Could you lay out every line of the records below as a Markdown table with two columns, Row and Line, numbering each line in order and leaving out any blank lines?
* BEGIN Given data *
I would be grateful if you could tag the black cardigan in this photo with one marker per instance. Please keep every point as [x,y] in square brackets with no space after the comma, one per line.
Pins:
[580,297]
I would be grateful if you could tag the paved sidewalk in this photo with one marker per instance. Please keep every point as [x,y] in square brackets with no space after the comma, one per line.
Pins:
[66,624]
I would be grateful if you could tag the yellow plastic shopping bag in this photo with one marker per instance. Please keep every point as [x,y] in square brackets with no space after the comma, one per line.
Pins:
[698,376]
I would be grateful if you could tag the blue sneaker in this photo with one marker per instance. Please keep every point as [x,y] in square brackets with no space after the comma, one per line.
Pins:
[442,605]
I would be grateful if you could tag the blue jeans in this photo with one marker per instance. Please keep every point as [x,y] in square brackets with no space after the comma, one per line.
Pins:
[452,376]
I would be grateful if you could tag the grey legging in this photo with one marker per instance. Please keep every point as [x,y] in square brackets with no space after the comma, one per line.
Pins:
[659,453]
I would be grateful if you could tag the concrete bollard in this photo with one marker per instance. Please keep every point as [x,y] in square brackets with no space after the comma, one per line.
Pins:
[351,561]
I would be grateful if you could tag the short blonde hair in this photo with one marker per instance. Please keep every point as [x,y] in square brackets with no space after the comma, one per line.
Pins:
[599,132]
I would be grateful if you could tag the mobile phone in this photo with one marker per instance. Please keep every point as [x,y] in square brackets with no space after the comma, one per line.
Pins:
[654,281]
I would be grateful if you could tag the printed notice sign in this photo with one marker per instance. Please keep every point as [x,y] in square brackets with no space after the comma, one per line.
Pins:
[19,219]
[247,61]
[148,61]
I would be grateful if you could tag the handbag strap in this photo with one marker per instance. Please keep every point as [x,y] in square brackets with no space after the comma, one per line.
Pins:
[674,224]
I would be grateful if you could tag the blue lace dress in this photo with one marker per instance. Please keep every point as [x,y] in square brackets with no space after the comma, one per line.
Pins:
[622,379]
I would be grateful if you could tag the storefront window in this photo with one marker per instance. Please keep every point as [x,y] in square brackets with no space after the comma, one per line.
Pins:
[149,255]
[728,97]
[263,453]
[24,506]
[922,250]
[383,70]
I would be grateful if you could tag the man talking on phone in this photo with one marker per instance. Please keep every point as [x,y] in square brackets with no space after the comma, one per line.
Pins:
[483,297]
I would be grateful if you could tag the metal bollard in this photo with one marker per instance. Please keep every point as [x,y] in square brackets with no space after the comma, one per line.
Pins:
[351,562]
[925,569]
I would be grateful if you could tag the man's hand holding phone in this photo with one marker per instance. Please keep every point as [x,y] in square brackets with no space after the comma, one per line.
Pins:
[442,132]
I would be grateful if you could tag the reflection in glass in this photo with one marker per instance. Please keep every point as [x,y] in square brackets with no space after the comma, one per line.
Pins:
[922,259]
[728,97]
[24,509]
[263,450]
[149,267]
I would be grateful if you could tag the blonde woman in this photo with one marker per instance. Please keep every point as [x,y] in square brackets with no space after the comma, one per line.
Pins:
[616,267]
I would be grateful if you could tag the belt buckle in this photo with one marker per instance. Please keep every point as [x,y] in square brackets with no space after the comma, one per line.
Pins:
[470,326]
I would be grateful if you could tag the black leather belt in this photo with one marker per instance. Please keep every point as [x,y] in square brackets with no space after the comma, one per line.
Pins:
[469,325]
* END Given data *
Answer to this exercise:
| Row | Line |
|---|---|
| 1 | I would be grateful if you could tag the black cardigan in this photo with one marker per instance. Please keep every point as [x,y] in square brackets with no space after the comma, one per line. |
| 2 | Pins: |
| 3 | [580,297] |
| 4 | I would be grateful if you could tag the paved sidewalk in this photo with one marker per instance. Please keep every point as [x,y] in square brackets with no space after the comma, one per line. |
| 5 | Pins: |
| 6 | [66,624] |
| 7 | I would be grateful if you could tag the yellow plastic shopping bag in this photo with one marker per instance. Please keep every point as [x,y] in square brackets with no space after the comma, one per line. |
| 8 | Pins: |
| 9 | [698,376] |
| 10 | I would be grateful if you could tag the blue sneaker in this photo with one marker per instance. Please keep every point as [x,y] in square brackets with no space after the comma, one per line. |
| 11 | Pins: |
| 12 | [442,605] |
| 13 | I would be grateful if you could tag the blue jeans in this photo with one marker per instance. Please keep every point as [x,y] in square brackets with no space after the comma, one per line. |
| 14 | Pins: |
| 15 | [452,376] |
| 16 | I would be grateful if you could tag the grey legging in this photo with one marker per instance. Please keep every point as [x,y] in square brackets with no space after the comma, one per line. |
| 17 | Pins: |
| 18 | [659,453] |
| 19 | I would be grateful if you could tag the concrete bollard in this photo with one marker per instance. Please keep every point as [x,y] in square brackets with no space after the comma, one per line. |
| 20 | Pins: |
| 21 | [351,561] |
| 22 | I would be grateful if you could tag the short blonde hair in this photo with one marker per instance. Please keep every point as [x,y] in square brackets with no space after the comma, one per line. |
| 23 | Pins: |
| 24 | [599,132] |
| 25 | I would be grateful if you could tag the mobile phone in this photo with one marker per instance. Please keep every point as [x,y] in square brackets with no space after the comma, one per line. |
| 26 | Pins: |
| 27 | [654,281] |
| 28 | I would be grateful if you could tag the printed notice sign in this photo with one marker per instance. Please keep every point as [x,y] in square brackets with no space after the comma, one per line. |
| 29 | Pins: |
| 30 | [19,219] |
| 31 | [247,61] |
| 32 | [148,61] |
| 33 | I would be grateful if you could tag the handbag strap in this photo with one marker per instance. Please keep every point as [x,y] in square brackets with no space after the comma, one per line. |
| 34 | Pins: |
| 35 | [674,224] |
| 36 | I would be grateful if you could tag the blue lace dress in this photo with one marker per instance. Please keep every point as [x,y] in square brackets with no space after the comma, one per line. |
| 37 | Pins: |
| 38 | [622,379] |
| 39 | I would be grateful if you could tag the storefront window in this photo with one marker per instance. Please keep every point as [x,y] in square brackets with no space after the comma, one per line. |
| 40 | Pins: |
| 41 | [149,255] |
| 42 | [728,97] |
| 43 | [263,453] |
| 44 | [24,506] |
| 45 | [922,250] |
| 46 | [383,70] |
| 47 | I would be grateful if you could tag the man talking on phone in this photo with one marker per instance. Please keep every point as [x,y] in square brackets with no space after the comma, one per line. |
| 48 | Pins: |
| 49 | [483,297] |
| 50 | I would be grateful if you could tag the metal bollard in this photo with one marker per instance. Please keep every point as [x,y] in square brackets with no space after the comma, one per line. |
| 51 | Pins: |
| 52 | [351,562] |
| 53 | [925,569] |
| 54 | I would be grateful if you could tag the man's hand holding phone in this photo with one marker per instance. Please keep every point as [x,y] in square brackets with no space after the comma, one per line. |
| 55 | Pins: |
| 56 | [442,132] |
| 57 | I would be grateful if you could tag the reflection in glass in this photo with one marker per instance. Please keep every point as [x,y] in square brackets with no space after the comma, one per line. |
| 58 | Pins: |
| 59 | [922,259] |
| 60 | [728,97] |
| 61 | [24,509] |
| 62 | [263,450] |
| 63 | [149,267] |
| 64 | I would be grateful if you could tag the blonde woman in this photo with one marker per instance. Please keep every point as [x,y] in square brackets with no space after the comma, one per line. |
| 65 | Pins: |
| 66 | [616,267] |
| 67 | I would be grateful if you could tag the belt buckle in this photo with one marker per instance. Please keep every point as [x,y] in square brackets with no space after the comma, one per line. |
| 68 | Pins: |
| 69 | [470,326] |
| 70 | I would be grateful if you could tag the black leather belt in this photo with one marker per instance. Please keep every point as [x,y] in square brackets with no space after the comma, one per line. |
| 71 | Pins: |
| 72 | [469,325] |